## Zu erledigen:
Schreibe den Text über den Abstieg des FC Schalke 04 im Anschluss an seinen letzten Satz weiter.

___ Vorgegebener Text

Der FC Schalke 04 muss nach 30 Jahren wieder in die 2. Bundesliga. Ein Abstieg, der sich so lange quälend durch die Saison zog, dass sich bei dem ein oder anderen Anhänger nun fast schon Erleichterung einstellen dürfte. Aber auch Tränen werden bei dem ein oder anderen Fan - und nicht nur bei Asamoah - fließen.
Versagen der Führungskräfte
Ein großer Teil der Fans dürfte diesen Schalker Totalschaden aber auch nur noch mit einem Schulter-Zucken zur Kenntnis nehmen. Wie es dazu kommen konnte, ist zwar eigentlich ein komplexes Thema - und doch ist es minimalistisch auf den Punkt zu bringen. Es handelt sich um ein Versagen der Führungskräfte, wie es das in der Bundesliga in dieser Ausprägung wohl noch nie gab.

______
___ Gezeigtes Material

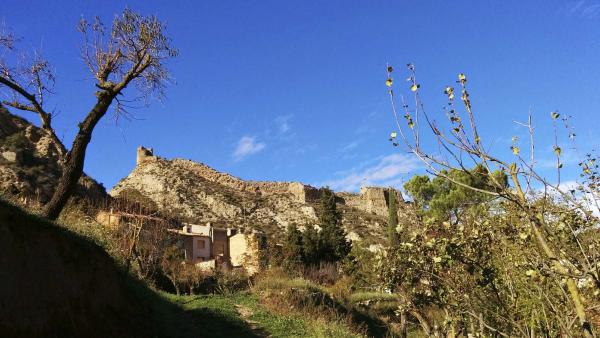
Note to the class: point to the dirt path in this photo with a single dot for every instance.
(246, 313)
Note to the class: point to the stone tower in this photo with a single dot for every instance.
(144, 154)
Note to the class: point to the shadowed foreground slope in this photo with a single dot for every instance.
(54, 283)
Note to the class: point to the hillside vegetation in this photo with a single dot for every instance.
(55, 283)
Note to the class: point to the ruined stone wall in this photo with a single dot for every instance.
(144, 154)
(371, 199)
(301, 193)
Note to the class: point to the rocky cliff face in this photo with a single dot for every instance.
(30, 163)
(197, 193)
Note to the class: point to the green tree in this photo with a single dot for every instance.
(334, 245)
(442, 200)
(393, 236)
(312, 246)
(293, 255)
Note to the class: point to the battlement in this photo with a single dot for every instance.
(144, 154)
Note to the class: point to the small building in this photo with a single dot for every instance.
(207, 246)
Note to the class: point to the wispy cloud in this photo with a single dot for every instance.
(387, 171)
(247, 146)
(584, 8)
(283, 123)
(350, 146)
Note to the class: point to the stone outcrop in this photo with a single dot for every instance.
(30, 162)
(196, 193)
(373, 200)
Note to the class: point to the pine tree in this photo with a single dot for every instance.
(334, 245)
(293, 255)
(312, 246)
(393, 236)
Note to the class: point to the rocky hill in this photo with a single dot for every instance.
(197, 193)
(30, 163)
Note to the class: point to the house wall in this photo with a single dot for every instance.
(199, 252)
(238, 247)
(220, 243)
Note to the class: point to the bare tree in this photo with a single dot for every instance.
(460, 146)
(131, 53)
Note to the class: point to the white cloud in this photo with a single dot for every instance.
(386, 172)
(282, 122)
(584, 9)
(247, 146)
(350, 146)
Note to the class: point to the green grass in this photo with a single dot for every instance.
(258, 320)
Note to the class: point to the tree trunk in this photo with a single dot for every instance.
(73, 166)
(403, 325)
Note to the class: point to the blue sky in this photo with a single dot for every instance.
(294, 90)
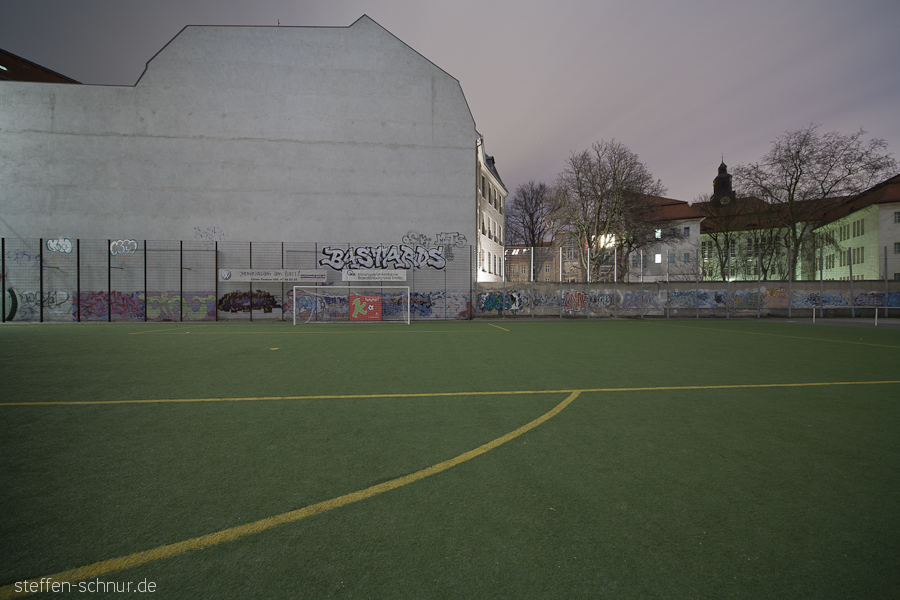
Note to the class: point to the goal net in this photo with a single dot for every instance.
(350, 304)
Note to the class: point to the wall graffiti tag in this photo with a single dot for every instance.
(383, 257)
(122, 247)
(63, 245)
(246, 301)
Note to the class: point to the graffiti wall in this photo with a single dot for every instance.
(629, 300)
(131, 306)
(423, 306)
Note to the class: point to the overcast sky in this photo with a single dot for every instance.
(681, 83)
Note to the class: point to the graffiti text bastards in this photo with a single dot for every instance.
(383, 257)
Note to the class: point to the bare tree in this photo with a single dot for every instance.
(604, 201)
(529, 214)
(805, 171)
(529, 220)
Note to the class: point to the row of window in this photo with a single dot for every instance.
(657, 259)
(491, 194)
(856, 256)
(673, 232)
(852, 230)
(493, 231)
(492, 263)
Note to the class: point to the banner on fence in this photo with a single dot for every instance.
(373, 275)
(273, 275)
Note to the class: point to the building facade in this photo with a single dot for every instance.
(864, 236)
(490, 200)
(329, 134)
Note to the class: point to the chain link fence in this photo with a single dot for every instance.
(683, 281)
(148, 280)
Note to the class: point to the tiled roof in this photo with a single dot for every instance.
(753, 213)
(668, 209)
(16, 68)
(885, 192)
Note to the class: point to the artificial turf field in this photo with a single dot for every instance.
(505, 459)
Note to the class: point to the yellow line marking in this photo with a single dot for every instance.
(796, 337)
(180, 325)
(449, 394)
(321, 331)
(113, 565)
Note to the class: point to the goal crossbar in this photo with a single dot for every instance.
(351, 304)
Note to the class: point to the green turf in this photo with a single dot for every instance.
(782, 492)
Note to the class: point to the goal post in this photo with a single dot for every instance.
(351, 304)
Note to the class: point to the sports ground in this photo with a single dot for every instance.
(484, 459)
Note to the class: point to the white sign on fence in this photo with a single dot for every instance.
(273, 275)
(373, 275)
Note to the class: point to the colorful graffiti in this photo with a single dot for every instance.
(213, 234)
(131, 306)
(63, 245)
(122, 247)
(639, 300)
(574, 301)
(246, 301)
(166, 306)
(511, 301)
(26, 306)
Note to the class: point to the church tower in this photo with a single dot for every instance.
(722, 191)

______
___ Gezeigtes Material

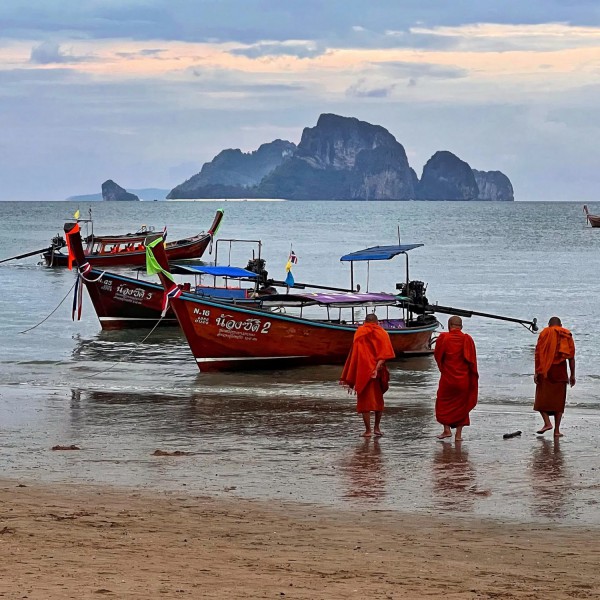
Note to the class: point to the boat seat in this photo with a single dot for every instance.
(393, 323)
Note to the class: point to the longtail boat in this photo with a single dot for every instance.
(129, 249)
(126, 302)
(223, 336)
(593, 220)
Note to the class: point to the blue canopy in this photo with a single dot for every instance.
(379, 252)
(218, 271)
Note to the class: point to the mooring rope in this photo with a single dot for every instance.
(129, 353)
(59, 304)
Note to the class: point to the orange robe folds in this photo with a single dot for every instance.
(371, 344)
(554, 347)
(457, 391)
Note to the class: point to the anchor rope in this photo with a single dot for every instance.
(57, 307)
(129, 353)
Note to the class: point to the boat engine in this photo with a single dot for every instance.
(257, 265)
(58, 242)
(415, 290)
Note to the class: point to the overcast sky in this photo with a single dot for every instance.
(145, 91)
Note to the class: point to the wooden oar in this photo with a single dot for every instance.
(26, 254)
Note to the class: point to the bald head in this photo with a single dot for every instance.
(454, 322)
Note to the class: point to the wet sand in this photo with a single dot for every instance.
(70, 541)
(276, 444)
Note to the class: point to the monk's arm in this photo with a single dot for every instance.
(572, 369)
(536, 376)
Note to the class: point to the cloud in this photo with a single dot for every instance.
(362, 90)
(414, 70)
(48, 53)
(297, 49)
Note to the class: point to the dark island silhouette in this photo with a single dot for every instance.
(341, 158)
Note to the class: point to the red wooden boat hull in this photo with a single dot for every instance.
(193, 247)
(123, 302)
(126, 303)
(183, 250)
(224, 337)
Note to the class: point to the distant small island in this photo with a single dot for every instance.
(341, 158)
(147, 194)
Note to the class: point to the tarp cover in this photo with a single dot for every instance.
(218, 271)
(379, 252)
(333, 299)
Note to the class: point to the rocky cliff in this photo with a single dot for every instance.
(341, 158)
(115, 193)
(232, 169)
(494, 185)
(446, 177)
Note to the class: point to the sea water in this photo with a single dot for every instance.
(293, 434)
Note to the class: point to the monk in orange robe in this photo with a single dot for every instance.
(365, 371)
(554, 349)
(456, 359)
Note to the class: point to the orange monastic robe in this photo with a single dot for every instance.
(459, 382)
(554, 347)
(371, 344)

______

## Antwort zur Aufgabe:
Einer der Väter dieses sich in den vergangenen rund vier Jahren immer tiefer festgesetzten Misserfolgs ist Clemens Tönnies. Ein erfolgreicher Unternehmer, der den Klub 19 Jahre als Aufsichtsratsvorsitzender führte wie sein Eigentum. Der viel Gutes wollte, am Ende mit seinen wichtigen Personalentscheidungen vollständig daneben lag.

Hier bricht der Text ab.